# [EXERCISE GOAL]
Write out every line of the material exactly as it appears.
--- DATA IN THIS EXERCISE ---
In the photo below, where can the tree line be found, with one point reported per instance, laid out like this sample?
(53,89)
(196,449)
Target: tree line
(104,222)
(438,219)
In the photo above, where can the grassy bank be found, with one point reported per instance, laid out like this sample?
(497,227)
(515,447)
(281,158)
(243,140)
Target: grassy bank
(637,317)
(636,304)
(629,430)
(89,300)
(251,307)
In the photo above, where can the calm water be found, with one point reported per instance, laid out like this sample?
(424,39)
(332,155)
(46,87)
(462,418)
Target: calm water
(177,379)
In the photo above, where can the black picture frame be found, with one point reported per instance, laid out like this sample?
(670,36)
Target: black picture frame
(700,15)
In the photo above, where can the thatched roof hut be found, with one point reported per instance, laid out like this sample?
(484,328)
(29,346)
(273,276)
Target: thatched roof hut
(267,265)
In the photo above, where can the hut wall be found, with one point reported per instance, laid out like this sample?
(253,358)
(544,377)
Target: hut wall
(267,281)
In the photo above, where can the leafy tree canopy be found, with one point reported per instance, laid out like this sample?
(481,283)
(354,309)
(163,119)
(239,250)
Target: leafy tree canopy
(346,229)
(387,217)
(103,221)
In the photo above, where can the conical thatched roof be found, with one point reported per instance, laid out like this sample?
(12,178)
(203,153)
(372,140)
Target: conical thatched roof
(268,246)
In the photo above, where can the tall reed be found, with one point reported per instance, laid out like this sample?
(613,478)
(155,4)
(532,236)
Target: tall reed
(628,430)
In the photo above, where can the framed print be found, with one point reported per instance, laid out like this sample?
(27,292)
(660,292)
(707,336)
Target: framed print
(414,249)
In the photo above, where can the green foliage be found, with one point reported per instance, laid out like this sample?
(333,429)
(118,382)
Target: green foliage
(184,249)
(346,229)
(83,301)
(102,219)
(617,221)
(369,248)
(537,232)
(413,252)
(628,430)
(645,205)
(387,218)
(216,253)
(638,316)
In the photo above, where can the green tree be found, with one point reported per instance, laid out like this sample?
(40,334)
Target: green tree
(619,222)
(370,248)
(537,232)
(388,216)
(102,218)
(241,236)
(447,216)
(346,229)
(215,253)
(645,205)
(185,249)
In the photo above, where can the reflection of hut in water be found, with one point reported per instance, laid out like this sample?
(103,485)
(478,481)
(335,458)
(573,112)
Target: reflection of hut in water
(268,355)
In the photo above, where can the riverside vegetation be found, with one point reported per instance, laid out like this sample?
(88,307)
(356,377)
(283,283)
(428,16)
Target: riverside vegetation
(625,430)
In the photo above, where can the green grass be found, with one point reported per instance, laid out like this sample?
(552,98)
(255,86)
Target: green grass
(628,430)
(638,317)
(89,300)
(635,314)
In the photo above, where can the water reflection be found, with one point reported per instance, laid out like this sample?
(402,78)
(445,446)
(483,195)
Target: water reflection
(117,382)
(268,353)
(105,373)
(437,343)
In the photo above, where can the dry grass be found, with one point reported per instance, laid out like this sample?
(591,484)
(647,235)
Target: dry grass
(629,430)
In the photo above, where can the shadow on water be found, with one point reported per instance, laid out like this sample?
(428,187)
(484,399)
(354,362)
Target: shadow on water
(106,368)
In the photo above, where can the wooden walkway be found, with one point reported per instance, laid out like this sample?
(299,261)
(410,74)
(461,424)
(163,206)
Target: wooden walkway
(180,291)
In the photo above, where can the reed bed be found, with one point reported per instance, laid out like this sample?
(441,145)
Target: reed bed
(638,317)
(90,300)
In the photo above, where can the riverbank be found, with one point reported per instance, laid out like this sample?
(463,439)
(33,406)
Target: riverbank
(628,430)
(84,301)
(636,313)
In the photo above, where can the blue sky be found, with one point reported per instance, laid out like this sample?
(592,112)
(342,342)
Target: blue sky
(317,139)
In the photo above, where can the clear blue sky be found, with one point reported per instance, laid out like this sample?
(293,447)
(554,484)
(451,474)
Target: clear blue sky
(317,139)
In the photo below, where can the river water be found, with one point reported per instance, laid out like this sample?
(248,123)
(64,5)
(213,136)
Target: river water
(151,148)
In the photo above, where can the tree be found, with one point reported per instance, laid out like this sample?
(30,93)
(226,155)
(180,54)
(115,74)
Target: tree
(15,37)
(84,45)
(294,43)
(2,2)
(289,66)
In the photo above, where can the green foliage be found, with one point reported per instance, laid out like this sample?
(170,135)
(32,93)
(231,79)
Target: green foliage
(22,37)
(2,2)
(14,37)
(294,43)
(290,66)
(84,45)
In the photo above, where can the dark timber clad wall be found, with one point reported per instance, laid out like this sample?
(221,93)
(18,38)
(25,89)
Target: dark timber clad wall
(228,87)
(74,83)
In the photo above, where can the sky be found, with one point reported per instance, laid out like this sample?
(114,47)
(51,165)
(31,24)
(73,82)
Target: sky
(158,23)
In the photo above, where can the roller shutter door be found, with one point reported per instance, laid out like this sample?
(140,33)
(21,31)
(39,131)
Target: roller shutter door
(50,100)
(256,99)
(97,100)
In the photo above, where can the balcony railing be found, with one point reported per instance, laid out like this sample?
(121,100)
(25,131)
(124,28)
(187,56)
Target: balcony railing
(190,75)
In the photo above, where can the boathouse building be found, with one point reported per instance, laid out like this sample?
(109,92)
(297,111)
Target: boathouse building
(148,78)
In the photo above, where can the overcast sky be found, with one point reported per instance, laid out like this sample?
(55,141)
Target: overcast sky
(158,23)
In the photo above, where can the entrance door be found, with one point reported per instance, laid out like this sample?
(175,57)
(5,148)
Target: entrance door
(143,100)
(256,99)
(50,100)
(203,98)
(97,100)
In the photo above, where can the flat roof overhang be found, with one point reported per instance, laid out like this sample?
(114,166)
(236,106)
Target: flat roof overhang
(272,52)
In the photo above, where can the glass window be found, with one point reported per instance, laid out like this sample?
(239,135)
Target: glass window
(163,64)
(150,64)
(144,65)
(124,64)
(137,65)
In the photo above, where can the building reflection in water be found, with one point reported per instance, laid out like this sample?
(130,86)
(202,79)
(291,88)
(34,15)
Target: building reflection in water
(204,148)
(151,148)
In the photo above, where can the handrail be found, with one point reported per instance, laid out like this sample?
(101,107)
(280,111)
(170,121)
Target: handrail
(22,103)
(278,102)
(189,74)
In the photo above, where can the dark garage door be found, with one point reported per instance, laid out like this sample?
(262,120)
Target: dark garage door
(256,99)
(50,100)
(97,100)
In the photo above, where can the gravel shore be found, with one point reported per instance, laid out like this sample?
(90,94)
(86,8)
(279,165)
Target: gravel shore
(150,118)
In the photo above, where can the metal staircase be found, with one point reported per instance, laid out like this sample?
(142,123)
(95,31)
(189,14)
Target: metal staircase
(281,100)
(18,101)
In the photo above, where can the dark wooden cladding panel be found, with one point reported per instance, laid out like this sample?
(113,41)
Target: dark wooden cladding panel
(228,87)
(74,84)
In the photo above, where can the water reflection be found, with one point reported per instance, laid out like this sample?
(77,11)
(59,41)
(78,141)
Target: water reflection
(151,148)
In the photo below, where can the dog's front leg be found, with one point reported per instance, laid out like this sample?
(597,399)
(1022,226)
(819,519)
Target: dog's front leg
---
# [FULL OUTPUT]
In the photo below, where can the tree line be found, with one point reported per instance, laid out like this sample?
(53,89)
(196,449)
Target: tree line
(104,222)
(438,219)
In the photo above, where can the grassy bank be found, with one point reported per instance, laid out like this sample?
(497,227)
(515,447)
(281,158)
(243,140)
Target: grassy bank
(637,317)
(636,304)
(629,430)
(89,300)
(251,307)
In the photo above, where can the calm water be found, with one point reported per instance, laid out like this sample?
(424,39)
(332,155)
(46,87)
(462,418)
Target: calm water
(177,379)
In the photo above, where can the black picture frame be found, with one point reported per instance, laid out like this sample?
(670,36)
Target: black picture frame
(700,15)
In the photo above, where can the thatched roof hut be found, with one point reported per instance, laid out like this sample?
(484,328)
(29,346)
(273,276)
Target: thatched roof hut
(267,265)
In the photo above, where can the hut wall be found, with one point reported per instance, laid out like this sample?
(253,358)
(544,377)
Target: hut wall
(267,281)
In the photo above, where can the leafy tree canopy be found, with one point reported per instance, laid out like this sample?
(481,283)
(354,309)
(163,119)
(239,250)
Target: leafy tree canopy
(346,229)
(387,217)
(103,221)
In the photo above, where can the conical thatched roof be found, with one point reported per instance, laid out like this sample?
(12,178)
(203,153)
(372,140)
Target: conical thatched roof
(268,246)
In the photo above, where can the tall reed be found, with one point reported per instance, laid out like this sample?
(613,478)
(155,4)
(532,236)
Target: tall reed
(628,430)
In the photo above, where can the framed print be found, with one point reported per instance, laid out like this sample?
(27,292)
(660,292)
(707,336)
Target: framed print
(414,249)
In the photo above, where can the green foliage be found, with one point reported per instance, laid out like this sample?
(333,429)
(118,382)
Target: green foliage
(184,249)
(346,229)
(83,301)
(102,219)
(617,221)
(369,248)
(537,232)
(413,252)
(628,430)
(645,205)
(387,218)
(216,253)
(638,316)
In the photo above, where can the green tree be found, with one point reported per instance, laid out like this sample?
(40,334)
Target: green tree
(619,222)
(370,248)
(537,232)
(388,216)
(102,218)
(241,236)
(447,216)
(346,229)
(215,253)
(645,205)
(185,249)
In the photo above, where can the reflection of hut in water be found, with one point reported per instance, laid out like this sample?
(103,485)
(478,481)
(335,458)
(573,112)
Target: reflection of hut in water
(268,355)
In the photo above, where can the riverside vegetation be found, with one point reported per instance, laid out like this sample?
(88,307)
(356,377)
(283,283)
(428,16)
Target: riverside vegetation
(625,430)
In the photo above, where can the green grass be found, with one point reported per instance, laid out like this sample?
(552,98)
(255,86)
Target: green grass
(628,430)
(638,317)
(89,300)
(635,314)
In the photo above, where can the water reflection be found, with one point reported per instance, laid out like this sample?
(402,78)
(445,446)
(483,195)
Target: water reflection
(117,382)
(268,353)
(105,373)
(437,343)
In the photo above, where can the dry grass be found, with one point reported per instance, laid out like this sample?
(591,484)
(647,235)
Target: dry grass
(629,430)
In the photo above, where can the shadow on water be found, with one point reported per instance, laid out like this sample?
(428,187)
(484,399)
(354,362)
Target: shadow on water
(106,368)
In the photo above, where can the wooden walkway be found, with one point reported per instance, laid out like this sample?
(299,261)
(410,74)
(461,424)
(163,206)
Target: wooden walkway
(180,291)
In the photo above, where can the reed bed be found, with one point reported per instance, laid out like this sample?
(441,145)
Target: reed bed
(638,317)
(90,300)
In the photo above, where can the riverbank be found, with one point reported per instance, laid out like this sample?
(463,439)
(33,406)
Target: riverbank
(628,430)
(84,301)
(636,313)
In the photo above, where can the blue sky be found, with one point reported per instance, laid out like this sample?
(592,112)
(342,342)
Target: blue sky
(317,139)
In the photo above, where can the clear blue sky be found, with one point reported per instance, laid out like this sample?
(293,447)
(554,484)
(451,474)
Target: clear blue sky
(317,139)
In the photo below, where can the river water be found, with one point reported per instance, laid out like this sample?
(248,123)
(64,5)
(213,136)
Target: river water
(151,148)
In the photo above, where can the tree be found, with one point reported per instance, laid out like this sample?
(30,93)
(226,155)
(180,54)
(115,74)
Target: tree
(15,37)
(84,45)
(294,43)
(2,2)
(289,66)
In the photo above, where can the green foliage be found, with one point reported per instance, laid out like this sample?
(170,135)
(32,93)
(231,79)
Target: green foliage
(22,37)
(2,2)
(14,37)
(294,43)
(290,66)
(84,45)
In the photo above, where can the dark timber clad wall be found, with one point reported per instance, laid out like this sample?
(221,93)
(18,38)
(25,89)
Target: dark timber clad wall
(228,87)
(74,83)
In the photo above, where can the sky be found, with one point reported per instance, laid out like this sample?
(114,47)
(51,165)
(31,24)
(73,82)
Target: sky
(158,23)
In the photo above, where can the roller shutter door be found, with one point reported per instance, laid out like this sample?
(140,33)
(21,31)
(39,131)
Target: roller shutter door
(50,100)
(256,99)
(97,100)
In the photo above, where can the balcony railing be found, with one point reported per instance, laid out like this sample?
(121,100)
(25,131)
(124,28)
(187,56)
Target: balcony railing
(190,75)
In the photo above, where can the boathouse building be found, with one point reported per instance, laid out like this sample?
(109,92)
(297,111)
Target: boathouse building
(148,78)
In the photo above, where can the overcast sky be found, with one point reported per instance, laid out like this sample?
(55,141)
Target: overcast sky
(158,23)
In the photo above, where can the entrance door be found, with one point reported per instance, laid out like this sample?
(175,57)
(5,148)
Target: entrance door
(143,100)
(256,99)
(50,100)
(203,98)
(97,100)
In the photo above, where can the flat roof overhang be found, with one point reported per instance, laid out like this sample?
(114,166)
(236,106)
Target: flat roof overhang
(272,52)
In the photo above, where can the glass window be found, with one point reported per instance, laid out like this sample?
(239,135)
Target: glass window
(163,64)
(150,64)
(144,65)
(124,64)
(137,65)
In the photo above, where can the building reflection in water be found, with one point reported per instance, laid out like this sample?
(130,86)
(202,79)
(291,88)
(34,15)
Target: building reflection in water
(204,148)
(151,148)
In the photo above, where can the handrail be found, with one point reported per instance, laid out like this sample?
(101,107)
(280,111)
(170,121)
Target: handrail
(22,103)
(278,102)
(189,74)
In the photo above, where can the dark garage door be found, with one point reported per instance, laid out like this sample?
(262,120)
Target: dark garage door
(256,99)
(50,100)
(97,100)
In the photo above, where can the gravel shore be found, with one point reported per instance, laid out like this sample?
(90,94)
(86,8)
(279,165)
Target: gravel shore
(150,118)
In the photo above, where can the metal staircase be found, with one point reported per instance, laid out like this sample?
(142,123)
(95,31)
(189,14)
Target: metal staircase
(281,100)
(18,101)
In the photo above, where can the dark wooden cladding panel be found, with one point reported per instance, laid out like this sample?
(113,41)
Target: dark wooden cladding panel
(228,87)
(74,84)
In the photo above, where can the water reflection be found, with one point reported per instance, laid out like this sample?
(77,11)
(59,41)
(78,141)
Target: water reflection
(151,148)
In the photo below, where can the dog's front leg be found, with one point reported per instance, laid out like this sample?
(597,399)
(1022,226)
(819,519)
Target: dog's front leg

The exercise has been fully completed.